Objective:
Reproduce the listing, starting at the line containing "Exercise. For every instance of the man's face, find" and ending at the line containing "[(425, 131)]", both included. Multiply each coordinate in the answers by 1.85 and round to whole numbers, halves up, while keeping the numbers in the requests and their format samples unchanged.

Data entries:
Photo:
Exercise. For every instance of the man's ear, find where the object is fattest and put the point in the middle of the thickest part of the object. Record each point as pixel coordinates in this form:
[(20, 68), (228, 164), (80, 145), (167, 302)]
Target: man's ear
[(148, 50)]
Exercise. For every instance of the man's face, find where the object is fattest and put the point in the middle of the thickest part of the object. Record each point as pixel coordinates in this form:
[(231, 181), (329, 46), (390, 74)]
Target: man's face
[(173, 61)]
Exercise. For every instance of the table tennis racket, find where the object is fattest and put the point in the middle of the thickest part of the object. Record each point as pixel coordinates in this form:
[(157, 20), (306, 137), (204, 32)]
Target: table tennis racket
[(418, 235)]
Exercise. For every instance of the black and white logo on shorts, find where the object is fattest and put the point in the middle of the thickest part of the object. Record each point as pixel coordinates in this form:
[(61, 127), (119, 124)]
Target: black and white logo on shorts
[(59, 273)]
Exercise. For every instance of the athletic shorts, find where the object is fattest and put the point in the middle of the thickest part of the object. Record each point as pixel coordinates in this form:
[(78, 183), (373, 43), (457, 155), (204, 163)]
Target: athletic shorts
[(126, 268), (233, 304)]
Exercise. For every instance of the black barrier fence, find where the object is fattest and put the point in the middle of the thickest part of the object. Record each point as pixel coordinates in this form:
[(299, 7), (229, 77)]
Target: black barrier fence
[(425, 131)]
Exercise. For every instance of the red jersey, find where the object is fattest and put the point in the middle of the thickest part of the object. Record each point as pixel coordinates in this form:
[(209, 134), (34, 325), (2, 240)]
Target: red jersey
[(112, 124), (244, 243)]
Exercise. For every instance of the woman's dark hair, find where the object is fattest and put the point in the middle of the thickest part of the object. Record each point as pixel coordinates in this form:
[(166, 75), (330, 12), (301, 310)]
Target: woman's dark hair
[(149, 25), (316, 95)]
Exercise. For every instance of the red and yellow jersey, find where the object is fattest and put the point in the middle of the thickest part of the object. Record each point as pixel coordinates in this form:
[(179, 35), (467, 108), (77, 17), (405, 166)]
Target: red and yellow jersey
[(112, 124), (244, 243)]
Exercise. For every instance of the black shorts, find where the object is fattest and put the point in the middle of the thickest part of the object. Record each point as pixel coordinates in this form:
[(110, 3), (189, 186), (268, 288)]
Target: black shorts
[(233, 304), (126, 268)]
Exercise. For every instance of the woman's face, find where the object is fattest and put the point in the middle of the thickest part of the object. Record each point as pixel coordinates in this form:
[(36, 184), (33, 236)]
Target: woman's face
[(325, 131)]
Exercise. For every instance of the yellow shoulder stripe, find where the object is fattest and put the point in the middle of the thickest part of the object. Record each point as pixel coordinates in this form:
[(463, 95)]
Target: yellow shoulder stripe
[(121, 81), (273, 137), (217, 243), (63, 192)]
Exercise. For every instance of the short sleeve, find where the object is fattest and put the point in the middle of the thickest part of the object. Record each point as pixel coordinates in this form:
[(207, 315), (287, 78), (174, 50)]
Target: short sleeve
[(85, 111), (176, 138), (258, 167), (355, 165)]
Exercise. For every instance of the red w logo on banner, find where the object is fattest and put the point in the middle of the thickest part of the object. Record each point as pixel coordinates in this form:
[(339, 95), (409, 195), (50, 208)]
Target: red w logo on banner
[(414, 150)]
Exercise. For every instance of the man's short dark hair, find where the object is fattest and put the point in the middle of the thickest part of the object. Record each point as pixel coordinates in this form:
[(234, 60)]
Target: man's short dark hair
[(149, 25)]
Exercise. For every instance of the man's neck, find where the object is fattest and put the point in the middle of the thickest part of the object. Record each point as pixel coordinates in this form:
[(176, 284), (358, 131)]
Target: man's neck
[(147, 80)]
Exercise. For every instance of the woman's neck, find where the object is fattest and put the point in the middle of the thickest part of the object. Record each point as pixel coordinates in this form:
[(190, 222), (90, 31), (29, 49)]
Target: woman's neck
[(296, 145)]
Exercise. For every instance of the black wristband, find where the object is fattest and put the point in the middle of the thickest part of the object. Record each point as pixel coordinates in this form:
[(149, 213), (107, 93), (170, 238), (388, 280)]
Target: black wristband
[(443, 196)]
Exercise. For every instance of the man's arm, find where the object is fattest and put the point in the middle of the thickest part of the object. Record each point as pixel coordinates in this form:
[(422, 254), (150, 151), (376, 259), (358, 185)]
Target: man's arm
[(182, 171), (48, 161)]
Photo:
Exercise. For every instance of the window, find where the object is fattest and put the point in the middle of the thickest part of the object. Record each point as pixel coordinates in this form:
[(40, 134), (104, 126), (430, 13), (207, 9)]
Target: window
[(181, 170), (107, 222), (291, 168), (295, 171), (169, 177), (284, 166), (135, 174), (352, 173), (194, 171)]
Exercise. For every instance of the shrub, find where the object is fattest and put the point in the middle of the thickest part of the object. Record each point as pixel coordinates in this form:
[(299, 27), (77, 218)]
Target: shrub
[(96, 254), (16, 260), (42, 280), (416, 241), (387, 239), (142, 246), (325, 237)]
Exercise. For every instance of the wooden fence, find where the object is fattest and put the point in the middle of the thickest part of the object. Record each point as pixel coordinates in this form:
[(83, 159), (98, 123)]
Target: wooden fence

Completed exercise:
Exercise. For every instance of the man's face, find where the object is fattest and put the point in the middle of the thickest part of the object. Record each point as pixel coordinates in this form:
[(231, 181), (329, 46), (390, 74)]
Target: man's face
[(320, 113)]
Exercise. For every instance of the table tennis racket, find where the object is fattest and put the point in the middle of the thickest part of the object. Record each point as pixel coordinates in this form:
[(157, 20), (306, 137), (204, 32)]
Target: table tennis racket
[(773, 435)]
Exercise. For every instance of the black and white logo on shorts, find where the object is fattest and put the point in the middle of the thickest part of the object. Record each point as pixel coordinates in this form:
[(61, 127), (119, 124)]
Target: black and white logo on shorts
[(109, 505)]
Exercise. For every instance of the athletic shorts, find where the object is fattest and put the point in the middle of the thickest part of the object. Record each point as pixel coordinates in this form:
[(78, 183), (373, 43), (457, 155), (204, 163)]
Target: athletic shorts
[(233, 496), (431, 562)]
Exercise. For every instance of the black barrier fence, find where the object is fattest and put the point in the middle of the thickest part of the object. Record each point as pixel coordinates in this form:
[(299, 7), (229, 77)]
Target: black barrier fence
[(786, 242)]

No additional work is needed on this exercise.